Instruction: Write each line word for word, from the line that contains "For each instance of the air" through the last line of the material below.

(Point labeling dataset excerpts)
>>>>>

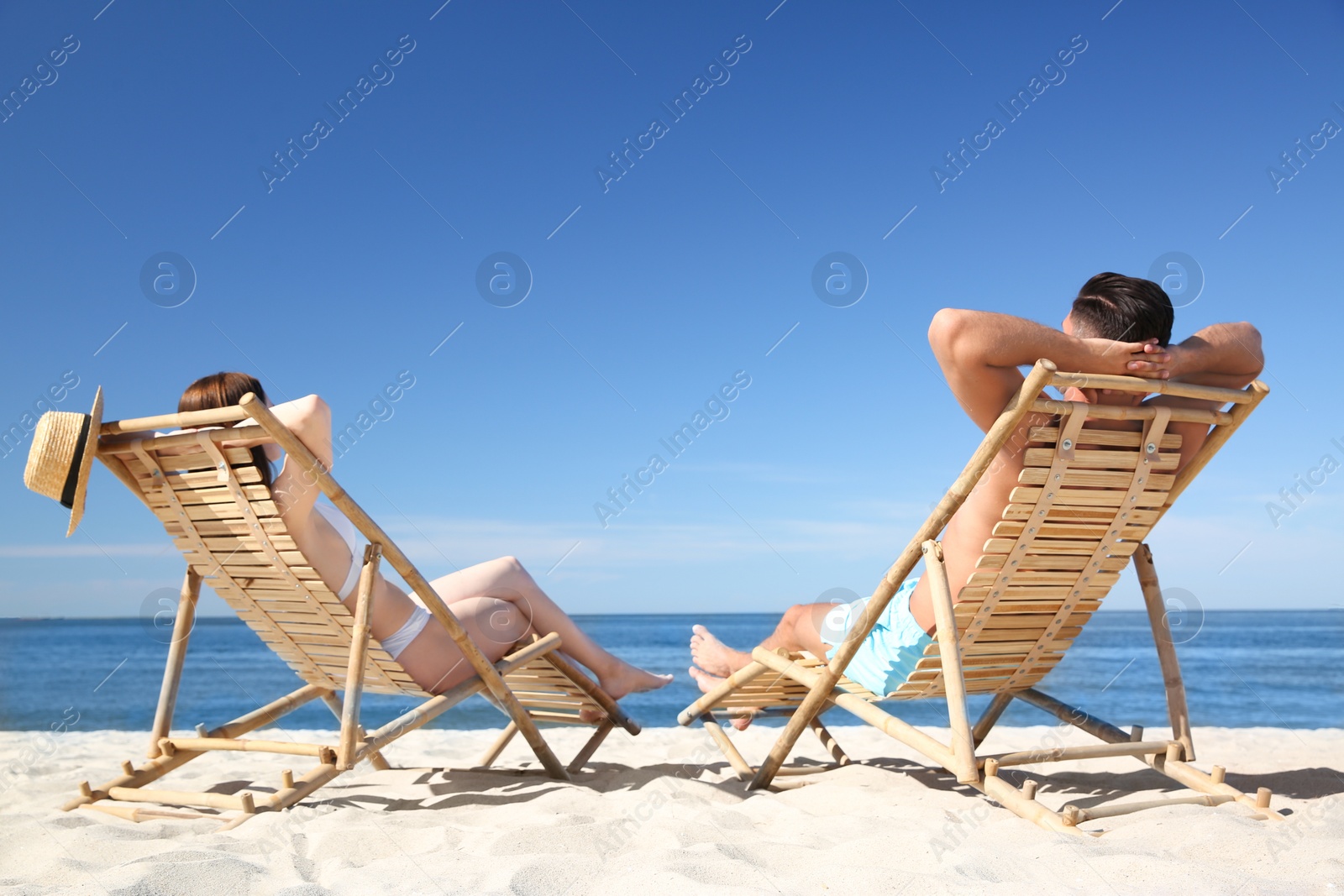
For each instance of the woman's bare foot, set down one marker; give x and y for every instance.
(627, 679)
(714, 656)
(709, 683)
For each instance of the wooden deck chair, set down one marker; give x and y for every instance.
(213, 503)
(1088, 499)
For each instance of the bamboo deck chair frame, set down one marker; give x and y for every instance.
(213, 501)
(1014, 621)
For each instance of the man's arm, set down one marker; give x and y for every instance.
(981, 351)
(1226, 355)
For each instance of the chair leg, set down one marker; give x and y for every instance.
(497, 747)
(349, 736)
(949, 654)
(1173, 680)
(181, 626)
(990, 718)
(830, 741)
(1168, 765)
(338, 708)
(165, 763)
(730, 752)
(604, 728)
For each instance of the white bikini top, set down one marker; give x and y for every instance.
(347, 531)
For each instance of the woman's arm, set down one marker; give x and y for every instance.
(295, 490)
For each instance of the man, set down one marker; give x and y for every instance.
(1117, 325)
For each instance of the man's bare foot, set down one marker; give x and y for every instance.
(627, 679)
(714, 656)
(709, 683)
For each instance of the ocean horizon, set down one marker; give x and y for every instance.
(1242, 668)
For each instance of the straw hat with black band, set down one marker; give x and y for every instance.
(60, 457)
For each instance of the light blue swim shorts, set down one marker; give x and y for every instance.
(890, 652)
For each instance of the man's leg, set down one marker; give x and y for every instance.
(800, 629)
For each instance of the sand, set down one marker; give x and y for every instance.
(660, 815)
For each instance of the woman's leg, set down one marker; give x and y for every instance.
(522, 602)
(433, 658)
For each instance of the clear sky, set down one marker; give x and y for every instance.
(356, 259)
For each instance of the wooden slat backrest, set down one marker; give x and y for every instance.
(1086, 499)
(221, 515)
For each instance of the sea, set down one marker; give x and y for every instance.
(1283, 669)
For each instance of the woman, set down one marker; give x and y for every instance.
(497, 602)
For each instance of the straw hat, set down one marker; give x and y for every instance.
(62, 452)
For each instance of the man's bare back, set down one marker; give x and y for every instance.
(980, 354)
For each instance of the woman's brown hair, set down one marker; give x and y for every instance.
(226, 390)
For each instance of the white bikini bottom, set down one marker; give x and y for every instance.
(346, 530)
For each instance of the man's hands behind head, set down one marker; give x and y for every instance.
(1147, 359)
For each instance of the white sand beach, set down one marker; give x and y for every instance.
(648, 819)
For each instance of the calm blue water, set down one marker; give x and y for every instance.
(1242, 668)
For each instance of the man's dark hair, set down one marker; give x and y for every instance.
(1124, 308)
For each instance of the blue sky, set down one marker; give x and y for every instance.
(654, 291)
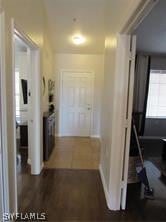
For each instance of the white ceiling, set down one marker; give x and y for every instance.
(90, 23)
(151, 34)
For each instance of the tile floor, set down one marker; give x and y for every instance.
(75, 153)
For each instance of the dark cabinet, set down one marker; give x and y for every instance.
(48, 134)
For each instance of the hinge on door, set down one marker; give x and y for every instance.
(122, 184)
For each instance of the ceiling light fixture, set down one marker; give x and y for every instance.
(78, 39)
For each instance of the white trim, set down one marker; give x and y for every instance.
(95, 136)
(140, 10)
(35, 154)
(104, 186)
(60, 96)
(3, 117)
(35, 117)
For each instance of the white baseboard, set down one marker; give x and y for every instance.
(104, 186)
(29, 161)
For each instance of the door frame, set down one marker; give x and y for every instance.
(3, 120)
(62, 71)
(121, 153)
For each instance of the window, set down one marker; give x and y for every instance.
(156, 104)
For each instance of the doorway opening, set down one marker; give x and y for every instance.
(148, 108)
(28, 113)
(74, 148)
(22, 111)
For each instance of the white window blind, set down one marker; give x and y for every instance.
(156, 103)
(17, 92)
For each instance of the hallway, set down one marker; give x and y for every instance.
(75, 153)
(77, 195)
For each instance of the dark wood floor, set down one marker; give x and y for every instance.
(77, 195)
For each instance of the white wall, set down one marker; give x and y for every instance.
(117, 14)
(93, 63)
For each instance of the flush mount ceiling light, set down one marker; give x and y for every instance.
(78, 39)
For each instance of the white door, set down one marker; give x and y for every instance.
(130, 47)
(76, 103)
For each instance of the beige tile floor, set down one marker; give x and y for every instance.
(75, 153)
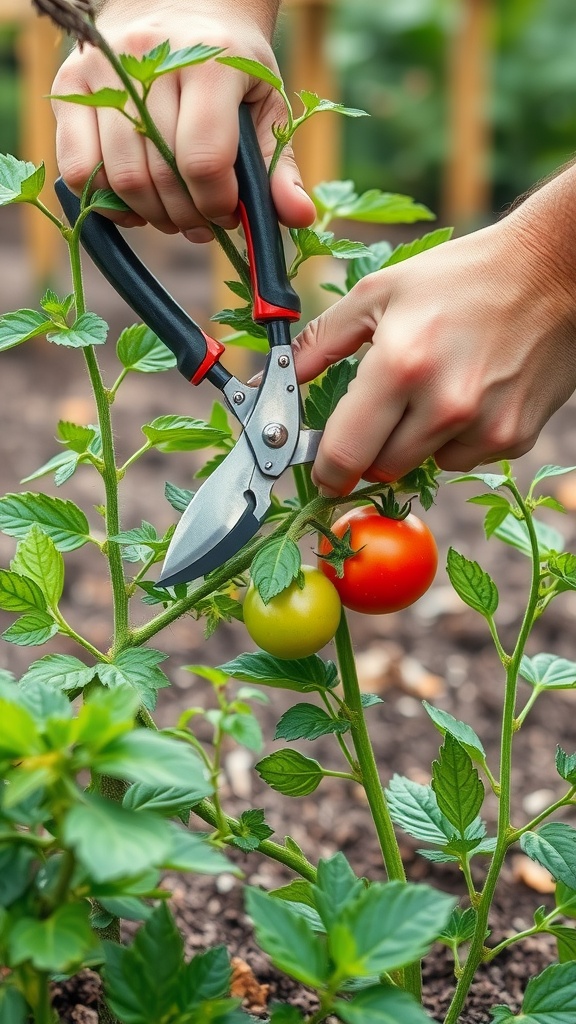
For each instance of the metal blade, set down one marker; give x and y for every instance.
(223, 514)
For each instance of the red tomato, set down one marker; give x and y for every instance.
(396, 565)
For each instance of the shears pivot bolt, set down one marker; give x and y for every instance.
(275, 434)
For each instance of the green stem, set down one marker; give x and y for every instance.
(504, 833)
(370, 777)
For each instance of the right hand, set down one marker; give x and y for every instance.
(196, 110)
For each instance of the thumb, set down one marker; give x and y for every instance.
(342, 329)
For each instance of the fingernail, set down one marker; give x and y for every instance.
(199, 235)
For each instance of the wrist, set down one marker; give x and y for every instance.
(261, 13)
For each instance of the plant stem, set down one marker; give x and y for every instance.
(370, 777)
(505, 836)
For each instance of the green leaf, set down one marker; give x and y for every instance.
(325, 393)
(57, 943)
(548, 672)
(38, 558)
(408, 249)
(13, 1008)
(252, 829)
(101, 97)
(136, 667)
(31, 630)
(63, 672)
(113, 842)
(276, 566)
(106, 199)
(515, 532)
(21, 181)
(181, 433)
(139, 350)
(388, 926)
(254, 69)
(155, 760)
(305, 675)
(87, 330)
(459, 927)
(18, 593)
(380, 1005)
(476, 587)
(19, 327)
(290, 772)
(458, 788)
(553, 846)
(287, 938)
(304, 721)
(459, 730)
(63, 521)
(549, 998)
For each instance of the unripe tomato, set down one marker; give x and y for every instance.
(298, 621)
(395, 565)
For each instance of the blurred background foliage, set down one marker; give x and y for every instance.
(392, 57)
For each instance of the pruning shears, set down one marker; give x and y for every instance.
(229, 508)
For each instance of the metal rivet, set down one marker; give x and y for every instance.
(275, 434)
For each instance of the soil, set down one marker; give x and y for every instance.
(438, 649)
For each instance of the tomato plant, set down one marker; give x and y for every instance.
(297, 622)
(394, 564)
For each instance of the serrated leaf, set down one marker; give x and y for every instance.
(303, 676)
(57, 943)
(86, 330)
(515, 532)
(63, 521)
(63, 672)
(458, 788)
(181, 433)
(139, 350)
(21, 326)
(276, 566)
(254, 69)
(548, 672)
(38, 558)
(116, 98)
(549, 998)
(476, 587)
(380, 1005)
(136, 667)
(31, 630)
(21, 181)
(408, 249)
(287, 938)
(459, 730)
(325, 393)
(304, 721)
(388, 926)
(553, 846)
(290, 772)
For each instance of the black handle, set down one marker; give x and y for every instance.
(137, 286)
(274, 296)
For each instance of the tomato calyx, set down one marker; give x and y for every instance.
(387, 506)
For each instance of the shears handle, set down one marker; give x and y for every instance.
(197, 354)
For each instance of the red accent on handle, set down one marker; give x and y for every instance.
(213, 351)
(261, 309)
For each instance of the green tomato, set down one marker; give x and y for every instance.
(298, 621)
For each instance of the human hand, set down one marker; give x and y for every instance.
(472, 348)
(196, 110)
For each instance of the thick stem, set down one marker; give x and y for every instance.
(370, 778)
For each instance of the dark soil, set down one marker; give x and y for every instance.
(438, 649)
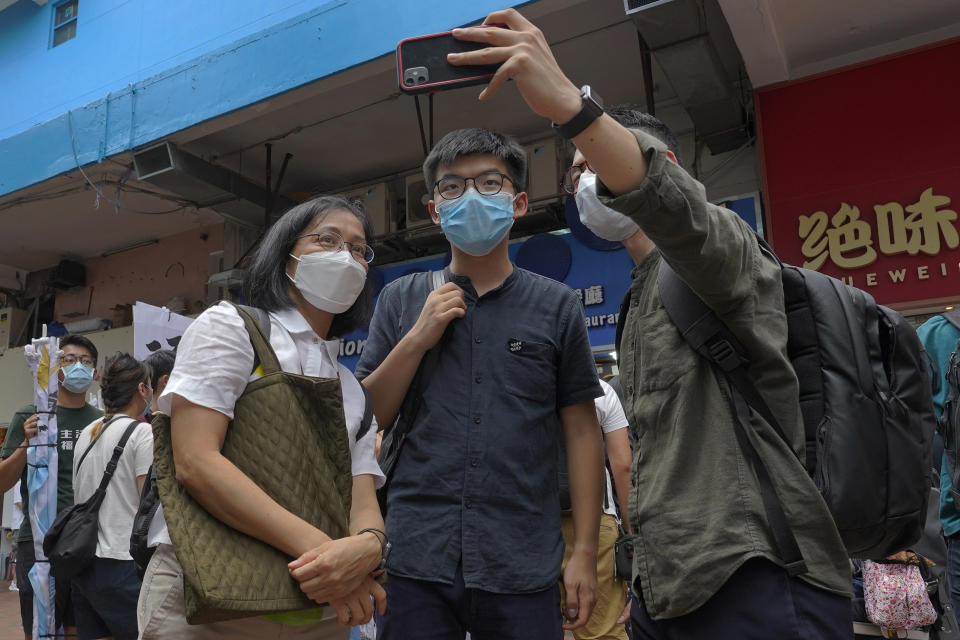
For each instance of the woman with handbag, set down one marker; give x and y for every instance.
(259, 409)
(105, 593)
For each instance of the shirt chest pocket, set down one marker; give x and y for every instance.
(531, 371)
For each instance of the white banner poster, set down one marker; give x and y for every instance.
(156, 328)
(42, 357)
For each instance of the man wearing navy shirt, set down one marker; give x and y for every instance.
(473, 512)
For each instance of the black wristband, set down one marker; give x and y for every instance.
(591, 110)
(381, 535)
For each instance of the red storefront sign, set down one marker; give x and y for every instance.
(861, 174)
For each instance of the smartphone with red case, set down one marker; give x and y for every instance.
(422, 65)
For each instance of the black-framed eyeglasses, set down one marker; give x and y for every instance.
(68, 359)
(571, 178)
(333, 241)
(488, 183)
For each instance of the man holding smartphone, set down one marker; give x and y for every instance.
(472, 508)
(704, 552)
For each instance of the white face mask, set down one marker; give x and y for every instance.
(329, 280)
(602, 221)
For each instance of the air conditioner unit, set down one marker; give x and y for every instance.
(375, 199)
(418, 215)
(633, 6)
(11, 323)
(543, 169)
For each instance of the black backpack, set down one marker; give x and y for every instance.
(950, 418)
(866, 401)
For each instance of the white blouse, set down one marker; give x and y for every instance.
(214, 363)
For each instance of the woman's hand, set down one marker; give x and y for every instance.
(356, 607)
(336, 568)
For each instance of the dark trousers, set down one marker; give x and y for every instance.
(105, 600)
(953, 570)
(759, 601)
(421, 610)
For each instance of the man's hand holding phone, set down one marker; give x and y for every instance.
(524, 57)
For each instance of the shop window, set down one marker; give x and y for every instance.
(64, 22)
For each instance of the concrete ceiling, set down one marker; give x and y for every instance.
(343, 130)
(787, 39)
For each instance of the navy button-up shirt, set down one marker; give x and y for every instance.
(476, 481)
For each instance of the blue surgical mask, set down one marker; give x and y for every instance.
(474, 223)
(77, 378)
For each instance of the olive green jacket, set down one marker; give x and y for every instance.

<<<<<

Result of this task:
For each instance of the air conditioner unit, set down one marker; give x and y for every instance.
(375, 199)
(418, 215)
(633, 6)
(11, 323)
(543, 169)
For each instance of the black backpack, set down one marker; give x and y for every instance.
(950, 418)
(866, 401)
For each instance of the white blouse, set down one marker; give x and y for every instance.
(214, 363)
For each instance of the woman's hand, set down one marker; give x and y for every instance.
(356, 607)
(336, 568)
For each instance of the dark trousers, set down one marker; give x and y for every instance.
(105, 600)
(953, 570)
(759, 601)
(421, 610)
For each instance of the man's hand holding phone, set down one marker; give x and y for every instance.
(524, 57)
For each instance of the shop window, set down one marker; give x and y for every instance.
(64, 22)
For each instance of the concrete ceiling, set down one marker; give x and y for every instance.
(343, 130)
(787, 39)
For each instance of the navy button-up shirt, set down one marker; give x and y for every instance.
(476, 481)
For each instance of the blue surgical mask, set down one marker; give x and y for every instance.
(474, 223)
(77, 378)
For each instance of the olive green jacket, set down one marker; give x and y for every instance.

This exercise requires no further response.